### Tasks and exercises:
[a] Answer these questions using the album entry for As Long as You Are.
(i) Which label released the album?
(ii) Which single came out on September 15, 2020?
(iii) Since what year had Michael Lowry served as the band's touring drummer?
[b] Quote the album entry word for word from "Singles from As" to "drummer since 2014.".

— start of Text passage —

Studio album by Future Islands
- Released: October 9, 2020
- Genre: Synth-pop
- Length: 44:25
- Label: 4AD
- Producer: Gerrit Welmers; Samuel T. Herring; William Cashion;

Future Islands chronology
| The Far Field (2017) | As Long as You Are (2020) | People Who Aren't There Anymore (2024) |

Singles from As Long as You Are
- "For Sure" Released: July 8, 2020; "Thrill" Released: August 12, 2020; "Moonlight" Released: September 15, 2020; "Plastic Beach" Released: January 4, 2021;

= As Long as You Are =

As Long as You Are is the sixth studio album by American synth-pop band Future Islands, released on October 9, 2020. The album was the first to feature Michael Lowry as proper member of the band, after previously serving as their touring drummer since 2014.

— end of Text passage —
— start of Dataset entries —

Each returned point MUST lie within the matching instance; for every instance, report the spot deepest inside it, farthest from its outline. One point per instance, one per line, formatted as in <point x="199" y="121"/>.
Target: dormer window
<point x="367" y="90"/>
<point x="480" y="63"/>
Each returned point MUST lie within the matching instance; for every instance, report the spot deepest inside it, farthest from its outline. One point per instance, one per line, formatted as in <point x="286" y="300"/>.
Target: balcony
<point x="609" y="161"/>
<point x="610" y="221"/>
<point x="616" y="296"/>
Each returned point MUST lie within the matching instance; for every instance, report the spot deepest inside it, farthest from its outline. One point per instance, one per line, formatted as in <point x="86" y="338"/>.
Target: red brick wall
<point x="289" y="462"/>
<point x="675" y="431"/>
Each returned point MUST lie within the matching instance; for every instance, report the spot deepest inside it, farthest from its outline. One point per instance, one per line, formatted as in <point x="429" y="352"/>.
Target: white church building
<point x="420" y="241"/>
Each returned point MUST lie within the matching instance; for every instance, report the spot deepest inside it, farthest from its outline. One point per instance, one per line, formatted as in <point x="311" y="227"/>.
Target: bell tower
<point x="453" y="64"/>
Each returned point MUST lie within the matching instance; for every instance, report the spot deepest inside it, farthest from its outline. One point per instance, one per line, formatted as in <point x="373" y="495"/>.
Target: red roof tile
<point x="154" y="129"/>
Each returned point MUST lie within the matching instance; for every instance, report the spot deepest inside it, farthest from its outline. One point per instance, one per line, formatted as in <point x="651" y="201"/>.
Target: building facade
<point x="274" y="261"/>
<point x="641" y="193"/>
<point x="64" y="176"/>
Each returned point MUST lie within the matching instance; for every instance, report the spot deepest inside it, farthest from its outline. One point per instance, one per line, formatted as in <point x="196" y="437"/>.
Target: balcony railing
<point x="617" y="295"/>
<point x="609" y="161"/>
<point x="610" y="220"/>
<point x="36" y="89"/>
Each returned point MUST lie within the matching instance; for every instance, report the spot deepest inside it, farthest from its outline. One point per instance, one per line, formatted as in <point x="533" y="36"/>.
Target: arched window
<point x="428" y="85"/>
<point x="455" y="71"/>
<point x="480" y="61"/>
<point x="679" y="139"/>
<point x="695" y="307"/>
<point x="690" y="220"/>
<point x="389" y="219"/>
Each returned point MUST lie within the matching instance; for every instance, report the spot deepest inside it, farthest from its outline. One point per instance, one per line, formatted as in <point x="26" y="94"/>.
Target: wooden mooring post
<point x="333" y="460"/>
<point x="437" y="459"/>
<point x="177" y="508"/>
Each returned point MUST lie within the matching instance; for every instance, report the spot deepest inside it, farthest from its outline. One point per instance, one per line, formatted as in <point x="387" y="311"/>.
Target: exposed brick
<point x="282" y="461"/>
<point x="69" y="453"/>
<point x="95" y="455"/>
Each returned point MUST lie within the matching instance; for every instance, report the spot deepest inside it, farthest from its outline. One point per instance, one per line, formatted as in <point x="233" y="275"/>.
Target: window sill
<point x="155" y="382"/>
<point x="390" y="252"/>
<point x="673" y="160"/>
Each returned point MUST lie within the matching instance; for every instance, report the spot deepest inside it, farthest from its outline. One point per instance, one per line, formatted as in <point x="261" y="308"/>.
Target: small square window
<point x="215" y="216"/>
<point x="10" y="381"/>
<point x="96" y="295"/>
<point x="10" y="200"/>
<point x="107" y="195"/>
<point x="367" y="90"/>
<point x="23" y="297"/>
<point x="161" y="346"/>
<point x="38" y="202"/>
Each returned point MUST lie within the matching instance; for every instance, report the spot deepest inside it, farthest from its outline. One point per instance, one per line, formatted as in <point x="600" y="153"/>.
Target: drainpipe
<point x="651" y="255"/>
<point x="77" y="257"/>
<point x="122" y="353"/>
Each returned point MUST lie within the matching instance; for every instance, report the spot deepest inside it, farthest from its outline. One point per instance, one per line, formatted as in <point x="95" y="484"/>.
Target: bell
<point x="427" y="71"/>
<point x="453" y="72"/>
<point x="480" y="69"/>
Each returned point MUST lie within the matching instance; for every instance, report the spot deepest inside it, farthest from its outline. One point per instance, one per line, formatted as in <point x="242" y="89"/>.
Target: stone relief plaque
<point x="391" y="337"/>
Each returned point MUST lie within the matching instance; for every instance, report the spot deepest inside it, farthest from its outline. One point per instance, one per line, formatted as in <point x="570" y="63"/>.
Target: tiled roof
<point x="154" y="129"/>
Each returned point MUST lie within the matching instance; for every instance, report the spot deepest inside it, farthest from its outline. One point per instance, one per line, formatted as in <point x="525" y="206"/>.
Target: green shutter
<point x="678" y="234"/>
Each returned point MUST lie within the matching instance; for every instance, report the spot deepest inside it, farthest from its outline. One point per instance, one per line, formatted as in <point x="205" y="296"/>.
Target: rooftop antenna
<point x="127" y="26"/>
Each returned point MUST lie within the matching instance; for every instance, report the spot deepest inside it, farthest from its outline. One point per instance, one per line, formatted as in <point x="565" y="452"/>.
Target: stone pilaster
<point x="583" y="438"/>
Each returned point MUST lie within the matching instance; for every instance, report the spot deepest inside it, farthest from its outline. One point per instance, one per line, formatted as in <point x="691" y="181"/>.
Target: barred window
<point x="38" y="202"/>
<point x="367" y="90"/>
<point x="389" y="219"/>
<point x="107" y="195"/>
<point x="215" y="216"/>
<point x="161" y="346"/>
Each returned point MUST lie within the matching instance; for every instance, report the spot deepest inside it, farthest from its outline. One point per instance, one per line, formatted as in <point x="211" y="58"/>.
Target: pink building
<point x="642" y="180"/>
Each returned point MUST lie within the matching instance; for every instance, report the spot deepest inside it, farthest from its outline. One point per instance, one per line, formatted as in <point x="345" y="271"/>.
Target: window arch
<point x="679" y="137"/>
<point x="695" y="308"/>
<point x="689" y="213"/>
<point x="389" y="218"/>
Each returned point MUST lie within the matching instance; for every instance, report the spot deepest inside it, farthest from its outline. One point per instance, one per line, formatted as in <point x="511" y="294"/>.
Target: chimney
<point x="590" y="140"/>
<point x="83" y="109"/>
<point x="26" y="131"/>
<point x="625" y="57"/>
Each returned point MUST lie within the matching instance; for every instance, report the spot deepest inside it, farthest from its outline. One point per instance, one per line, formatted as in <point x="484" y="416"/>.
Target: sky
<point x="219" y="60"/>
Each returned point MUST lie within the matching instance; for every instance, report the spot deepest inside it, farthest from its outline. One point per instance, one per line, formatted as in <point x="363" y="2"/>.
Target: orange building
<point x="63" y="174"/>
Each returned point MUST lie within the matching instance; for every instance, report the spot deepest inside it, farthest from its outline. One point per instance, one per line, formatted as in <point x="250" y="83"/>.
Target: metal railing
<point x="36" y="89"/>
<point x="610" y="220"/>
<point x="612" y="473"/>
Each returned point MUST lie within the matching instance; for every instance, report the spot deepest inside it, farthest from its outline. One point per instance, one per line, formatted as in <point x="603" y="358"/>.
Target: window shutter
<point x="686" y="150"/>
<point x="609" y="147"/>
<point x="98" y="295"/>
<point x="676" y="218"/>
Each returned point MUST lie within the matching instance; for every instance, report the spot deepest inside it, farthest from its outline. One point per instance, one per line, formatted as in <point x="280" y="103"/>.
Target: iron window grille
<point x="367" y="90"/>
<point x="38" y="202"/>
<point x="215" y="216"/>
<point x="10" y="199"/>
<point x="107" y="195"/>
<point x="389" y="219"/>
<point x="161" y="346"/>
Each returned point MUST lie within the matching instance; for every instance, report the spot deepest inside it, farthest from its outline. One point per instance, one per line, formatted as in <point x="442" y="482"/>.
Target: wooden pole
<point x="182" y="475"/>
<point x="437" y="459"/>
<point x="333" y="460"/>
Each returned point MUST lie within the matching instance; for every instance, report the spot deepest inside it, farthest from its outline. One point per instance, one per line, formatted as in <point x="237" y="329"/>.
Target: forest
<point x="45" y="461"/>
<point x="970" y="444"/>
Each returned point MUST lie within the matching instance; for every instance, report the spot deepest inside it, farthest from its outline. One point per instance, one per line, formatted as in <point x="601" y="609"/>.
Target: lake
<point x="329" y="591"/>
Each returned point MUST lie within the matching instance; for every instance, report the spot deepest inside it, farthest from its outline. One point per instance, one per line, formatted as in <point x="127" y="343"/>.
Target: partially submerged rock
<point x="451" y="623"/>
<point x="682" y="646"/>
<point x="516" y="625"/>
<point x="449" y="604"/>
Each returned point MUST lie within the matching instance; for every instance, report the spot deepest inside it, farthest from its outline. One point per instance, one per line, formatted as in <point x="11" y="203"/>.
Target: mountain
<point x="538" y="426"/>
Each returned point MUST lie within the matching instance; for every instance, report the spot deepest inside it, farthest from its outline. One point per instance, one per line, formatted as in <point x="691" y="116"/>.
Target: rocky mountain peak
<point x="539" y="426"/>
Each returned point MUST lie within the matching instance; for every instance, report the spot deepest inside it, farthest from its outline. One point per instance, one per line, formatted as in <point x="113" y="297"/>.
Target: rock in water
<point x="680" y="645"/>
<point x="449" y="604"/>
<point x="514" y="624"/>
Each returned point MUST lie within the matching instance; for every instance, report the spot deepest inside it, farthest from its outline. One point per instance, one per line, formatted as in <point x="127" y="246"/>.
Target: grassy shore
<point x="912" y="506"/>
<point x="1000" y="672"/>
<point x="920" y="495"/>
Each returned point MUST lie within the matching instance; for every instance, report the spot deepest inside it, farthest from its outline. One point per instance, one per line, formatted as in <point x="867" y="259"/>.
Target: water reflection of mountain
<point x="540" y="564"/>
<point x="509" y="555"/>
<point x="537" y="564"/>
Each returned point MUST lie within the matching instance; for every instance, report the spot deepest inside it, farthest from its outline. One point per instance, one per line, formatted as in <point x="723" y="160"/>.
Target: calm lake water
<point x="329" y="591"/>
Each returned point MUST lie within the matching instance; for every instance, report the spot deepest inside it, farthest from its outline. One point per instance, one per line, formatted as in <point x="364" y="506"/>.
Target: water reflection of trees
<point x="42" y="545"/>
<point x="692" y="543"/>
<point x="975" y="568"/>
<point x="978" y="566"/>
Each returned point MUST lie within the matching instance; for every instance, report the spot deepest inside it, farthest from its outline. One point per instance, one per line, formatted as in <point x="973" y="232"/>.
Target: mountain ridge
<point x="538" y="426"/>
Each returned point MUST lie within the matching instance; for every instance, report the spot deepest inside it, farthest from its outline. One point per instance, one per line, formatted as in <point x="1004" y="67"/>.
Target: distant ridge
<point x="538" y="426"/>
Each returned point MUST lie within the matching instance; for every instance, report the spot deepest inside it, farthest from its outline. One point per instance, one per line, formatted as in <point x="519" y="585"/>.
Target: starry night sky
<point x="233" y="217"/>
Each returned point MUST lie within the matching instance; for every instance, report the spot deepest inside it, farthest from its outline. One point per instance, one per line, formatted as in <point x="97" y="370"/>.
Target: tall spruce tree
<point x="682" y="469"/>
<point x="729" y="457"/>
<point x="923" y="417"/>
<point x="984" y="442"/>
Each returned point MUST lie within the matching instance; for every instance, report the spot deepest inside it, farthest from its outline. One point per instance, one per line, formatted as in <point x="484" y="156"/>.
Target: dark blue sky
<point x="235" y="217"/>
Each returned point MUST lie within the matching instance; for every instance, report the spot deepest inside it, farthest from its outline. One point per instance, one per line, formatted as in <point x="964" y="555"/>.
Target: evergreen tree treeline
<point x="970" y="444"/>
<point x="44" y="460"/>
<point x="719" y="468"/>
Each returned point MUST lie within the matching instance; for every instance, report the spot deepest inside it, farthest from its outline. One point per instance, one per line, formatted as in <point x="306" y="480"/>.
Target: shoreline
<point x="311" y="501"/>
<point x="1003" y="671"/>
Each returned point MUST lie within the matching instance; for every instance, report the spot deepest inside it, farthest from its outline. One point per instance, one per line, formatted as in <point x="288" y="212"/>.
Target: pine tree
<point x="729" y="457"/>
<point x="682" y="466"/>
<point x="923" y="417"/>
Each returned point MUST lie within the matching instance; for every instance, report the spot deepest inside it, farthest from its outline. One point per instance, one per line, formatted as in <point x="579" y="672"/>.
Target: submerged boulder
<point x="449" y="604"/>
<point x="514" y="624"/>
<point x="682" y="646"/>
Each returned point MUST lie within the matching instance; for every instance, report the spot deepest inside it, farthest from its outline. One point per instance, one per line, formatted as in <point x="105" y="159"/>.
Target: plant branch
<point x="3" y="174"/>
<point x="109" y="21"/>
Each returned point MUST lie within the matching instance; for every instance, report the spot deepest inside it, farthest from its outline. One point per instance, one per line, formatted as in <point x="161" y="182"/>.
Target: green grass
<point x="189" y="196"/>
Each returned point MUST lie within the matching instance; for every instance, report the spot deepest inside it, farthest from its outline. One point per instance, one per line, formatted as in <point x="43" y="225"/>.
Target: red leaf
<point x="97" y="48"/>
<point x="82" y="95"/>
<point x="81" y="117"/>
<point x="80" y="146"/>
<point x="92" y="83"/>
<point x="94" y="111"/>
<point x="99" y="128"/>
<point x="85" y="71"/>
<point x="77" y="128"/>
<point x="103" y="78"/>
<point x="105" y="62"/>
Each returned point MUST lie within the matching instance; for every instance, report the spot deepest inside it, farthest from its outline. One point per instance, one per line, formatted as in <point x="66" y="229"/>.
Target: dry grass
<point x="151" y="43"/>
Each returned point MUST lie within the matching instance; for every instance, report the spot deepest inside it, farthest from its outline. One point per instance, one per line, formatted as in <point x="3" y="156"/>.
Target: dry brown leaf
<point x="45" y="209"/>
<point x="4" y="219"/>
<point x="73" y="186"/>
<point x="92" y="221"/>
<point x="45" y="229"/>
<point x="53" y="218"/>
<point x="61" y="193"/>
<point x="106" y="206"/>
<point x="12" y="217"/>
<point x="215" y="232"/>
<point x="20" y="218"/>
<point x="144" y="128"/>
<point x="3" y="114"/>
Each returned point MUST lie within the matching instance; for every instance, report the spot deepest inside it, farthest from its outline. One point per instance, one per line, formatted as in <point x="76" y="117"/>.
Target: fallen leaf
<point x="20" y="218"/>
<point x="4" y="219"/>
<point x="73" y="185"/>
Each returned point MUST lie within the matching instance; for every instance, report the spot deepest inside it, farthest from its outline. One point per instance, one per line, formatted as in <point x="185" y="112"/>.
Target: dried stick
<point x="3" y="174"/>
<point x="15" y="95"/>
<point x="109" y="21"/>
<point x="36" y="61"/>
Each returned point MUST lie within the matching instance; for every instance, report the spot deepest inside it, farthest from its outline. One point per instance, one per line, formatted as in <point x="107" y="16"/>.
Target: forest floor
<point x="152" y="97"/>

— end of Dataset entries —

### In response:
[a]
(i) 4AD
(ii) "Moonlight"
(iii) 2014

[b]
Singles from As Long as You Are
- "For Sure" Released: July 8, 2020; "Thrill" Released: August 12, 2020; "Moonlight" Released: September 15, 2020; "Plastic Beach" Released: January 4, 2021;

= As Long as You Are =

As Long as You Are is the sixth studio album by American synth-pop band Future Islands, released on October 9, 2020. The album was the first to feature Michael Lowry as proper member of the band, after previously serving as their touring drummer since 2014.